▶ **EXERCISE REQUIREMENTS**
**a.** From the forum thread about adding Amtrak rewards points to a trip, list the username of every person who replied to the opening post.
**b.** Reproduce word for word the passage of the forum thread about adding Amtrak rewards points, from "# Didn't use" up to and including "points from it.".

▶ **DOCUMENT TEXT**
*****

# Didn't use rewards number when booking - can I get point applied retroactively?



## Kirsty (Jul 13, 2019)

Hi,

We booked our trip without my reward number. I don't recall if I created the rewards account immediately after booking, or if I had forgotten that I had a reward account when I booked. Do you know if Amtrak allows people to get trips added to their reward account retroactively? This was an expensive trip so it would be a real bummer not to get the reward points from it.

Kirsty


----------



## pennyk (Jul 13, 2019)

Yes, you can phone Amtrak, speak to an agent and provide your reservation number and rewards number. The agent will add it to the reservation.


----------



## dogbert617 (Jul 14, 2019)

pennyk said:


> Yes, you can phone Amtrak, speak to an agent and provide your reservation number and rewards number. The agent will add it to the reservation.



That, and also there's a page on the AGR website where if you type in the date, train number, AGR member number, and reservation number(not sure if I forgot anything), a form where it'll get sent electronically to AGR, and you'll get those points added on late to your account.

Also if you did remember to type in your AGR member number when originally doing a reservation(opposite of this situation I know), do NOT fear if the points from that trip don't immediately show up in your AGR account! It can sometimes take up to a week (as I saw), before you finally see those points from a recent trip show up in your AGR account.


----------



## me_little_me (Jul 14, 2019)

Just call now, speak to an agent and ask that it be added to your reservation. Sometimes Idon't have my wife's number available when I book a trip. I just call back before I travel and they add it. Once, I did it after the trip but then it takes longer to show up.


----------



## TinCan782 (Jul 14, 2019)

Within some time period (2 weeks?) you can add your AGR number to a completed trip.


----------



## tp49 (Jul 14, 2019)

Just had to do this today for a trip I took last week. You have between 7 and 120 days from the time you travel to request the missing points through the Missing Points Request form on the Amtrak website.


----------

*****

▶ **DATASET EXCERPTS**
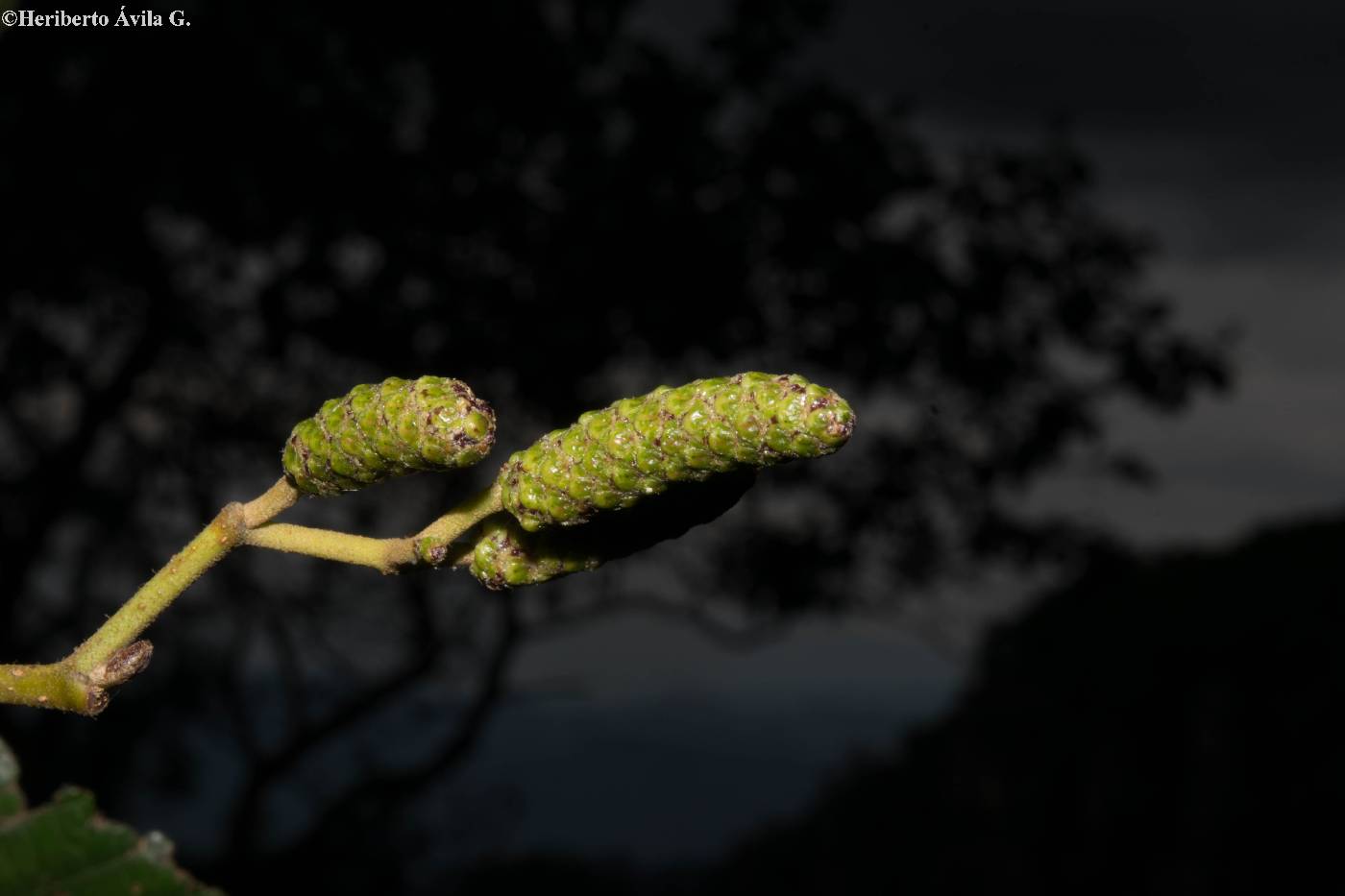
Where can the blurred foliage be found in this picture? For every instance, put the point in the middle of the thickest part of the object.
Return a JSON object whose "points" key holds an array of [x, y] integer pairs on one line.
{"points": [[64, 848], [208, 230], [1160, 725]]}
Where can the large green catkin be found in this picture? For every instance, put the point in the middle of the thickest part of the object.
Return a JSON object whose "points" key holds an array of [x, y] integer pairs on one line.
{"points": [[614, 458], [387, 429], [506, 556]]}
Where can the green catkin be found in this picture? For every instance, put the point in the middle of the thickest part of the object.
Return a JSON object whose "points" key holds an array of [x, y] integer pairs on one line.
{"points": [[506, 556], [636, 447], [387, 429]]}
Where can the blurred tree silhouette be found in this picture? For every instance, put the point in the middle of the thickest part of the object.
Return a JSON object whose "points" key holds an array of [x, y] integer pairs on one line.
{"points": [[210, 230], [1156, 727]]}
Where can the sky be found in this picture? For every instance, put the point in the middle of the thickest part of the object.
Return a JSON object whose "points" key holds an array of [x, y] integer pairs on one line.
{"points": [[1214, 130]]}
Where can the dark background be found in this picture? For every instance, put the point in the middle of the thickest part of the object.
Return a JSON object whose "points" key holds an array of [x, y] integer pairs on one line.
{"points": [[1019, 238]]}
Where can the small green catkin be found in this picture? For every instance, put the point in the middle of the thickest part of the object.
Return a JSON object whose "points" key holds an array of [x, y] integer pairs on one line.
{"points": [[386, 429], [636, 447], [507, 557]]}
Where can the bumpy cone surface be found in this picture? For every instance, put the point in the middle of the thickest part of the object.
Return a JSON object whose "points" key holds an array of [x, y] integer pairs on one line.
{"points": [[612, 458], [387, 429], [507, 557], [504, 556]]}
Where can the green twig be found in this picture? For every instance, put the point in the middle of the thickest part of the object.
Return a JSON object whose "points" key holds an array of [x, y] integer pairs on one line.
{"points": [[81, 681]]}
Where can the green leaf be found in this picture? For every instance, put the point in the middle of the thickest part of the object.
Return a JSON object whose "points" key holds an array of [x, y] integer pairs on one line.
{"points": [[66, 848]]}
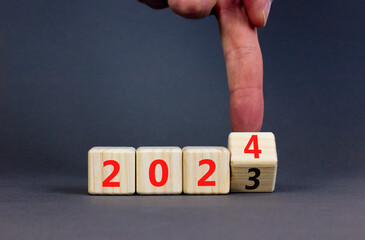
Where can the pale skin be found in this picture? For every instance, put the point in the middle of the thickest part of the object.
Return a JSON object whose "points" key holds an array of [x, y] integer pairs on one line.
{"points": [[238, 20]]}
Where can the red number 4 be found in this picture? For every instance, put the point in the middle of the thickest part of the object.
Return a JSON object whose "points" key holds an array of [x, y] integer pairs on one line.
{"points": [[253, 141]]}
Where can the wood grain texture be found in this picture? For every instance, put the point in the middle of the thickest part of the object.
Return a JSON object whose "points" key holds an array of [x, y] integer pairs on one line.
{"points": [[173, 158], [97, 173], [242, 164], [192, 172]]}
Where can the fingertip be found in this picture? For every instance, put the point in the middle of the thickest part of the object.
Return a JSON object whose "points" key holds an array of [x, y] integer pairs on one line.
{"points": [[258, 11], [247, 110]]}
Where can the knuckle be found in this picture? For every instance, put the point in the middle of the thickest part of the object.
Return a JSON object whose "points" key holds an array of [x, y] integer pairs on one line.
{"points": [[187, 8], [241, 53]]}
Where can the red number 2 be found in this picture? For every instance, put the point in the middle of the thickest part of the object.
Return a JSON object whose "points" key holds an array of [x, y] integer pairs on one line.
{"points": [[107, 182], [203, 181], [256, 151], [152, 173]]}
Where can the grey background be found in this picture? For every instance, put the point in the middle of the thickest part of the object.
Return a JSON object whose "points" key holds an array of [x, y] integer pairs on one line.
{"points": [[76, 74]]}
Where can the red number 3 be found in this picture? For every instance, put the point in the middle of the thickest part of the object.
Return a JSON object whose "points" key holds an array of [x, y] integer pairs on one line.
{"points": [[107, 182], [256, 151]]}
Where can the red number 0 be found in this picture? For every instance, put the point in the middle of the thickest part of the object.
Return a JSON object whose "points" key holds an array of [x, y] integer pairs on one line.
{"points": [[107, 182], [203, 181], [256, 151], [152, 173]]}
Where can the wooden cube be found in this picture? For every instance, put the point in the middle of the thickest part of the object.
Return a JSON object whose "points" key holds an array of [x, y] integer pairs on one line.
{"points": [[253, 162], [206, 170], [111, 170], [159, 170]]}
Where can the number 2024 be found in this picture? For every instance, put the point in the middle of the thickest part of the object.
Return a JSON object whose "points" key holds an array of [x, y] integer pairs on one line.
{"points": [[202, 182]]}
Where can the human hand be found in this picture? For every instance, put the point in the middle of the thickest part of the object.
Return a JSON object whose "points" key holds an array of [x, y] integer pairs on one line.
{"points": [[237, 20]]}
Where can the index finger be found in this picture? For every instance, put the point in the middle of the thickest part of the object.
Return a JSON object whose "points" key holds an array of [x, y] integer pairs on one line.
{"points": [[244, 67]]}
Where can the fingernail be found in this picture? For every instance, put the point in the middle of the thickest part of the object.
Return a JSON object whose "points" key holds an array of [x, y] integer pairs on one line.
{"points": [[266, 11]]}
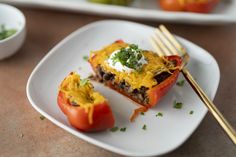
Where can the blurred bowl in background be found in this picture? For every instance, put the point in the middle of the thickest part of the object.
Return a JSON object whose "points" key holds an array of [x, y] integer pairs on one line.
{"points": [[12, 19]]}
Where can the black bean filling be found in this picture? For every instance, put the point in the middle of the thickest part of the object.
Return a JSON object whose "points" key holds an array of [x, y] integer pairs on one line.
{"points": [[138, 94]]}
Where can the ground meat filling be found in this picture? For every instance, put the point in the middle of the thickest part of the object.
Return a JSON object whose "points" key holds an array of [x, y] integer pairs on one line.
{"points": [[138, 94]]}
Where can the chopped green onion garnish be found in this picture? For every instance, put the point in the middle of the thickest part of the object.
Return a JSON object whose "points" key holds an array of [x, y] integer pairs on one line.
{"points": [[159, 114], [144, 127], [83, 82], [5, 33], [123, 129], [114, 129], [42, 117], [129, 57], [178, 105], [85, 58], [180, 83]]}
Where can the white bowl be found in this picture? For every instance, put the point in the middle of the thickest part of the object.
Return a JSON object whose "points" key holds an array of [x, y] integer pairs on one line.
{"points": [[11, 17]]}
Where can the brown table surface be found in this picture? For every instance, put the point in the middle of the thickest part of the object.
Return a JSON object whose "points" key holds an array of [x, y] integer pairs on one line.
{"points": [[22, 133]]}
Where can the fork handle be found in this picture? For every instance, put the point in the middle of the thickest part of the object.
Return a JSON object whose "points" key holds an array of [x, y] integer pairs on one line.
{"points": [[211, 107]]}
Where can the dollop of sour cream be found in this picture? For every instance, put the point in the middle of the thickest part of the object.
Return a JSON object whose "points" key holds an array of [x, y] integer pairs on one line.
{"points": [[120, 67]]}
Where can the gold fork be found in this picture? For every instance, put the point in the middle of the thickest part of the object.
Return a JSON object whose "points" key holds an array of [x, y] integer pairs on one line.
{"points": [[165, 44]]}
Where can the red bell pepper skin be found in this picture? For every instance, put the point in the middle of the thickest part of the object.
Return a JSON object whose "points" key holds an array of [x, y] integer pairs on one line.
{"points": [[188, 5], [102, 115]]}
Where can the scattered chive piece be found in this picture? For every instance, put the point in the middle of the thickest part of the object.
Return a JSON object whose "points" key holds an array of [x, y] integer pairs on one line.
{"points": [[83, 82], [42, 117], [5, 33], [144, 127], [85, 58], [178, 105], [114, 129], [159, 114], [123, 129], [191, 112], [180, 83]]}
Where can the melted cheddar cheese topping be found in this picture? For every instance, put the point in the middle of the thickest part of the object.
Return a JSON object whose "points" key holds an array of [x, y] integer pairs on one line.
{"points": [[136, 79], [81, 95]]}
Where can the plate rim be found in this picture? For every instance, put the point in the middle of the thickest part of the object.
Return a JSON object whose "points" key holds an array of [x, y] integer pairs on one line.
{"points": [[81, 134]]}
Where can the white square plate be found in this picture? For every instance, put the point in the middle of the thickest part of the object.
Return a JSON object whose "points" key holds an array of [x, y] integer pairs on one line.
{"points": [[163, 134]]}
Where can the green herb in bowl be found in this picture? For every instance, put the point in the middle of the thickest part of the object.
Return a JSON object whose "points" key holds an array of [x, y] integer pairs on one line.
{"points": [[5, 33], [114, 2]]}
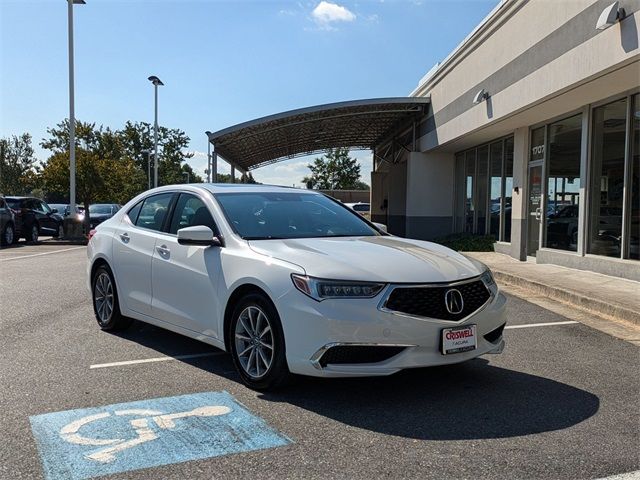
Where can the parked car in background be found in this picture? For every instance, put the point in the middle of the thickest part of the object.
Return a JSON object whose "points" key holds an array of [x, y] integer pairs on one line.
{"points": [[360, 207], [7, 224], [99, 212], [34, 218], [64, 210], [290, 281]]}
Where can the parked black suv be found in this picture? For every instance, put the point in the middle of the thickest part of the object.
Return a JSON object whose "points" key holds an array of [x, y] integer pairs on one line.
{"points": [[34, 217], [7, 224]]}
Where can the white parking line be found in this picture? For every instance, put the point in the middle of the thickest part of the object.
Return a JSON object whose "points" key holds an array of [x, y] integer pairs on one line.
{"points": [[156, 359], [549, 324], [39, 254]]}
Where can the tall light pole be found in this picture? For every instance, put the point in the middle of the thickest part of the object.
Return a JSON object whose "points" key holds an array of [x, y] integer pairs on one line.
{"points": [[156, 83], [148, 153], [72, 115]]}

*****

▶ **TASK-BY-TASK RESULTS**
**a.** pennyk, dogbert617, me_little_me, TinCan782, tp49

**b.**
# Didn't use rewards number when booking - can I get point applied retroactively?



## Kirsty (Jul 13, 2019)

Hi,

We booked our trip without my reward number. I don't recall if I created the rewards account immediately after booking, or if I had forgotten that I had a reward account when I booked. Do you know if Amtrak allows people to get trips added to their reward account retroactively? This was an expensive trip so it would be a real bummer not to get the reward points from it.